→ **RECORDS PROVIDED**:
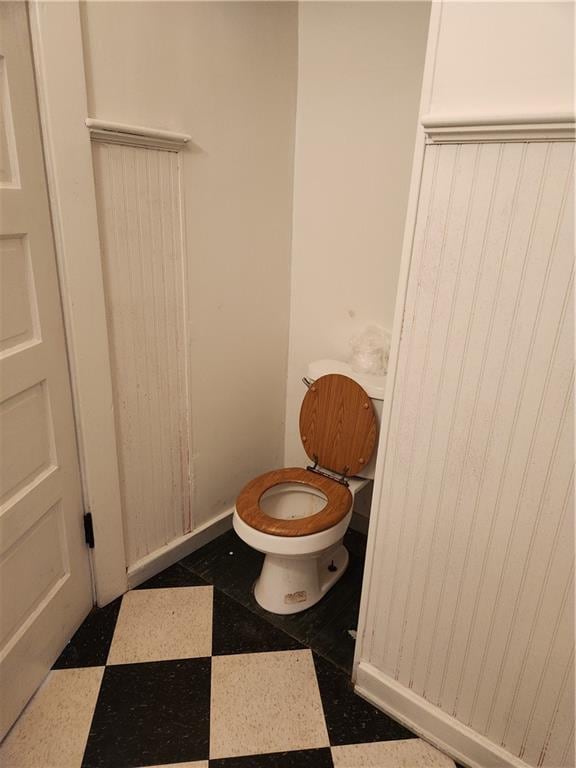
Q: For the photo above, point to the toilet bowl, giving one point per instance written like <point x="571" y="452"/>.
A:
<point x="298" y="517"/>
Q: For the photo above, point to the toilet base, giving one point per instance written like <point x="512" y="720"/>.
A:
<point x="293" y="584"/>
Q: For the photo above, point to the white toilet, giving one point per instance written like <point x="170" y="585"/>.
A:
<point x="297" y="517"/>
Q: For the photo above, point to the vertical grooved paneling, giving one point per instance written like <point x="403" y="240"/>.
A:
<point x="139" y="210"/>
<point x="473" y="589"/>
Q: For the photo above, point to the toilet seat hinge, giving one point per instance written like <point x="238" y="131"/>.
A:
<point x="339" y="478"/>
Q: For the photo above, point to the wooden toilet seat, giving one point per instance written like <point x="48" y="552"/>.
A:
<point x="339" y="503"/>
<point x="338" y="429"/>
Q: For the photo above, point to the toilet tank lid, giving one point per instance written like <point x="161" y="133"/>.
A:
<point x="374" y="386"/>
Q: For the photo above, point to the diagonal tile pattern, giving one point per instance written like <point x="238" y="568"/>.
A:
<point x="182" y="673"/>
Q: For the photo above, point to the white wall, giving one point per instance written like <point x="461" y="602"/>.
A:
<point x="506" y="57"/>
<point x="359" y="75"/>
<point x="467" y="619"/>
<point x="226" y="74"/>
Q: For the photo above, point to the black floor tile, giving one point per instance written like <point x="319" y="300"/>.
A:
<point x="233" y="567"/>
<point x="235" y="629"/>
<point x="350" y="719"/>
<point x="90" y="645"/>
<point x="150" y="714"/>
<point x="227" y="563"/>
<point x="307" y="758"/>
<point x="175" y="576"/>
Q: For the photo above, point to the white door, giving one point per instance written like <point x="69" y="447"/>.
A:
<point x="45" y="584"/>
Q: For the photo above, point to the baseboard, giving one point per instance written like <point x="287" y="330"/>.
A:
<point x="162" y="558"/>
<point x="431" y="723"/>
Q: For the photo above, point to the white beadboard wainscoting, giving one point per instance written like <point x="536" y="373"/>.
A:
<point x="468" y="614"/>
<point x="139" y="207"/>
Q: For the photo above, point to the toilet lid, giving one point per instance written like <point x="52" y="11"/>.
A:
<point x="338" y="424"/>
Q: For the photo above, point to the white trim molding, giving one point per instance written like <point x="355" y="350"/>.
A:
<point x="466" y="129"/>
<point x="431" y="723"/>
<point x="169" y="554"/>
<point x="136" y="135"/>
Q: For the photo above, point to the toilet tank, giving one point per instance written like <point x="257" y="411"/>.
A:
<point x="374" y="386"/>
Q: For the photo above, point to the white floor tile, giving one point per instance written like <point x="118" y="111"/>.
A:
<point x="408" y="753"/>
<point x="163" y="624"/>
<point x="53" y="729"/>
<point x="265" y="702"/>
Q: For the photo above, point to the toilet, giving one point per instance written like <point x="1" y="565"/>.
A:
<point x="297" y="517"/>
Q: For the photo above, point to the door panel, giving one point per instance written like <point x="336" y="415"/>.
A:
<point x="45" y="586"/>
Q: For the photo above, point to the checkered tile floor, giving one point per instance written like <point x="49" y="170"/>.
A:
<point x="176" y="673"/>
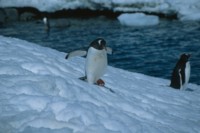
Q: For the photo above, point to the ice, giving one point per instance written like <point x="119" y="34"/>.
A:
<point x="40" y="92"/>
<point x="138" y="19"/>
<point x="185" y="9"/>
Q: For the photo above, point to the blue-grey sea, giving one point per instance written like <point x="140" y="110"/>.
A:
<point x="150" y="50"/>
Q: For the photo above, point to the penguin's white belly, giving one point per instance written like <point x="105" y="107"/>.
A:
<point x="96" y="62"/>
<point x="187" y="75"/>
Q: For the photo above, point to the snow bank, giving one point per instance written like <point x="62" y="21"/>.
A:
<point x="186" y="9"/>
<point x="40" y="93"/>
<point x="138" y="19"/>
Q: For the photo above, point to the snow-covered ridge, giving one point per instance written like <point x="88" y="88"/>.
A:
<point x="40" y="93"/>
<point x="186" y="9"/>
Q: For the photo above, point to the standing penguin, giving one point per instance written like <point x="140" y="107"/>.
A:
<point x="46" y="23"/>
<point x="181" y="73"/>
<point x="96" y="60"/>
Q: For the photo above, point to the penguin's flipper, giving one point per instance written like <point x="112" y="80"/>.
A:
<point x="109" y="50"/>
<point x="83" y="78"/>
<point x="76" y="53"/>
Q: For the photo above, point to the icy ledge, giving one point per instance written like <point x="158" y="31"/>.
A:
<point x="185" y="9"/>
<point x="40" y="93"/>
<point x="138" y="19"/>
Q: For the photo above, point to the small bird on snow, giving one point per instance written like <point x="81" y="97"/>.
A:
<point x="96" y="61"/>
<point x="181" y="73"/>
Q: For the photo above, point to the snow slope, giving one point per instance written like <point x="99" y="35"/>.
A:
<point x="40" y="93"/>
<point x="186" y="9"/>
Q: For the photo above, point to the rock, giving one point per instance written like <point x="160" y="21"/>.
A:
<point x="2" y="17"/>
<point x="27" y="16"/>
<point x="11" y="14"/>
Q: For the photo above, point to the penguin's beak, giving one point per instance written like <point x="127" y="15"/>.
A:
<point x="189" y="55"/>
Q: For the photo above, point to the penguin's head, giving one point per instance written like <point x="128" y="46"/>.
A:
<point x="185" y="57"/>
<point x="98" y="44"/>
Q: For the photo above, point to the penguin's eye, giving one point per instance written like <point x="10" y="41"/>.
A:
<point x="99" y="42"/>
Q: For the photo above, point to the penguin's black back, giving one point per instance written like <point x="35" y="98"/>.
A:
<point x="98" y="43"/>
<point x="179" y="69"/>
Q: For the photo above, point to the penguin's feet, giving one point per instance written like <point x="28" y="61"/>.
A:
<point x="100" y="82"/>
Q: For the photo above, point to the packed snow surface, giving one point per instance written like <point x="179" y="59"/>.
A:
<point x="40" y="93"/>
<point x="138" y="19"/>
<point x="186" y="9"/>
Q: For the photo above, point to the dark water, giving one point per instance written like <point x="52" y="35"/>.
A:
<point x="149" y="50"/>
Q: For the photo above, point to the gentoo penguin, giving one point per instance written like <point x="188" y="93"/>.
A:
<point x="181" y="73"/>
<point x="96" y="60"/>
<point x="46" y="23"/>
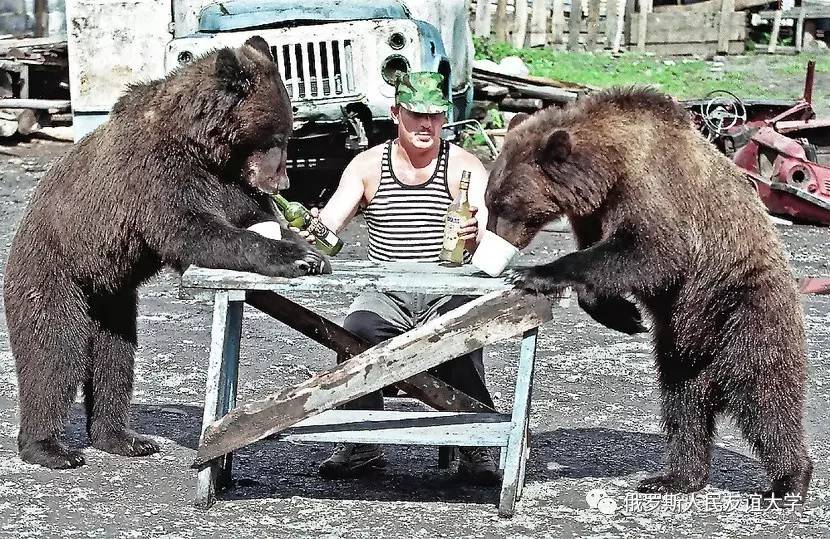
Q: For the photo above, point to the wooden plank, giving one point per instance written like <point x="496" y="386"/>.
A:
<point x="520" y="18"/>
<point x="423" y="386"/>
<point x="799" y="29"/>
<point x="574" y="24"/>
<point x="694" y="28"/>
<point x="810" y="12"/>
<point x="502" y="23"/>
<point x="517" y="444"/>
<point x="776" y="27"/>
<point x="708" y="6"/>
<point x="539" y="23"/>
<point x="41" y="104"/>
<point x="593" y="25"/>
<point x="482" y="28"/>
<point x="727" y="9"/>
<point x="691" y="49"/>
<point x="530" y="105"/>
<point x="483" y="321"/>
<point x="409" y="428"/>
<point x="557" y="23"/>
<point x="642" y="27"/>
<point x="465" y="280"/>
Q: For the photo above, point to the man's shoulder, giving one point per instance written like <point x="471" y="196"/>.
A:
<point x="461" y="157"/>
<point x="369" y="157"/>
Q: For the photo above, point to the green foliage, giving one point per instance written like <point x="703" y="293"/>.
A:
<point x="472" y="137"/>
<point x="683" y="78"/>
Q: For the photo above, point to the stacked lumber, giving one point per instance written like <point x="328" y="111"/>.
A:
<point x="514" y="93"/>
<point x="34" y="51"/>
<point x="23" y="62"/>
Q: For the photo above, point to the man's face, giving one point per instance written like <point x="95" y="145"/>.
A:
<point x="419" y="129"/>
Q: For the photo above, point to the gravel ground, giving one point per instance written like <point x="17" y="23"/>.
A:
<point x="595" y="425"/>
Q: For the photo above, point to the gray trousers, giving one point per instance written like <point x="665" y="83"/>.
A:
<point x="376" y="317"/>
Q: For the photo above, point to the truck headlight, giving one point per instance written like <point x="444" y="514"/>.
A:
<point x="397" y="41"/>
<point x="185" y="57"/>
<point x="392" y="66"/>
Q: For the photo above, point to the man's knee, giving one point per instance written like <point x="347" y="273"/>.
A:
<point x="369" y="326"/>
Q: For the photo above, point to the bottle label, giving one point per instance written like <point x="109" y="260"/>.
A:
<point x="329" y="238"/>
<point x="317" y="229"/>
<point x="452" y="225"/>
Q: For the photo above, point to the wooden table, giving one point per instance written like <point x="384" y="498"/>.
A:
<point x="305" y="412"/>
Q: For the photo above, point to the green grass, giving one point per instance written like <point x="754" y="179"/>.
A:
<point x="682" y="78"/>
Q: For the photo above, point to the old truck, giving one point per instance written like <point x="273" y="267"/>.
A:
<point x="338" y="59"/>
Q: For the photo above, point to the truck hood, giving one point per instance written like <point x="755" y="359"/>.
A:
<point x="244" y="14"/>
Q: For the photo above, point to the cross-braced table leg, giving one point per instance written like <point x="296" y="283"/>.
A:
<point x="517" y="444"/>
<point x="220" y="395"/>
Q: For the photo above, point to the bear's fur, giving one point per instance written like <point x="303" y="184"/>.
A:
<point x="659" y="214"/>
<point x="174" y="177"/>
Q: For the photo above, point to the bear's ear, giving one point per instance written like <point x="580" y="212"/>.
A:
<point x="558" y="146"/>
<point x="518" y="118"/>
<point x="259" y="44"/>
<point x="230" y="73"/>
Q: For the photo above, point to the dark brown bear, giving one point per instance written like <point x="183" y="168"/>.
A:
<point x="174" y="178"/>
<point x="659" y="214"/>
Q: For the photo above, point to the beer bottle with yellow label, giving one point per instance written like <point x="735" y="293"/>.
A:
<point x="458" y="212"/>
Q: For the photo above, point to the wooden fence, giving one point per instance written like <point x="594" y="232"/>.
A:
<point x="708" y="27"/>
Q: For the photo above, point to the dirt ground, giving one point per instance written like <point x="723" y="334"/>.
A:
<point x="595" y="425"/>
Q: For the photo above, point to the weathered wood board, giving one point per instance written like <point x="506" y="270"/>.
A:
<point x="485" y="320"/>
<point x="356" y="277"/>
<point x="410" y="428"/>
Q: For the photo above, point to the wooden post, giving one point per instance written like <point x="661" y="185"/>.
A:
<point x="612" y="15"/>
<point x="628" y="23"/>
<point x="642" y="28"/>
<point x="511" y="487"/>
<point x="621" y="14"/>
<point x="502" y="25"/>
<point x="485" y="320"/>
<point x="574" y="24"/>
<point x="220" y="394"/>
<point x="776" y="27"/>
<point x="41" y="18"/>
<point x="482" y="28"/>
<point x="557" y="23"/>
<point x="799" y="29"/>
<point x="520" y="23"/>
<point x="727" y="8"/>
<point x="593" y="25"/>
<point x="539" y="23"/>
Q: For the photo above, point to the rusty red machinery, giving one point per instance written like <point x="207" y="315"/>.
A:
<point x="783" y="148"/>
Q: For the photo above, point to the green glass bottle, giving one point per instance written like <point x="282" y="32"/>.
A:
<point x="452" y="252"/>
<point x="299" y="217"/>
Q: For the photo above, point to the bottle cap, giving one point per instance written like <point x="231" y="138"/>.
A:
<point x="465" y="179"/>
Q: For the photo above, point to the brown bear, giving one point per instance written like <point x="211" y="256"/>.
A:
<point x="175" y="176"/>
<point x="660" y="215"/>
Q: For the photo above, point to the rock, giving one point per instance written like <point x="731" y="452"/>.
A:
<point x="513" y="65"/>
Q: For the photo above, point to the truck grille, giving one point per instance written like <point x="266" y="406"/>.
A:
<point x="316" y="69"/>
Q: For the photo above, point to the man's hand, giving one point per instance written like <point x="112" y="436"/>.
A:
<point x="305" y="234"/>
<point x="469" y="228"/>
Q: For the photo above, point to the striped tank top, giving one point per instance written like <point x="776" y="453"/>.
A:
<point x="406" y="222"/>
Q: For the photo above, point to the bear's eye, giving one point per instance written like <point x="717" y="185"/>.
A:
<point x="279" y="141"/>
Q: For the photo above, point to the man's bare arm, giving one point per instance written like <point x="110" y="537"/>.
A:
<point x="345" y="201"/>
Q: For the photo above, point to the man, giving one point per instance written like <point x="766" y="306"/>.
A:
<point x="404" y="187"/>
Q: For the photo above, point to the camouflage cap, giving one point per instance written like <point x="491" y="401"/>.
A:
<point x="421" y="91"/>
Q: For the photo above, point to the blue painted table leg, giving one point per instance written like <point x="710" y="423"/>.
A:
<point x="220" y="394"/>
<point x="517" y="442"/>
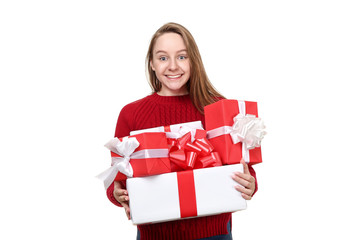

→ **WHAT YOU ARE ASKED TO DO**: Should a line in the material contain "table", copy it.

→ **YOUR RESPONSE**:
Q: For the photo above, point to the wooden table, giving one point per instance written like <point x="384" y="498"/>.
Q: For the photo above, point to the cross-braced table leg, giving one point per instance written like <point x="296" y="283"/>.
Q: For the photo above, point to the blue painted table leg, giving one point per instance written like <point x="710" y="423"/>.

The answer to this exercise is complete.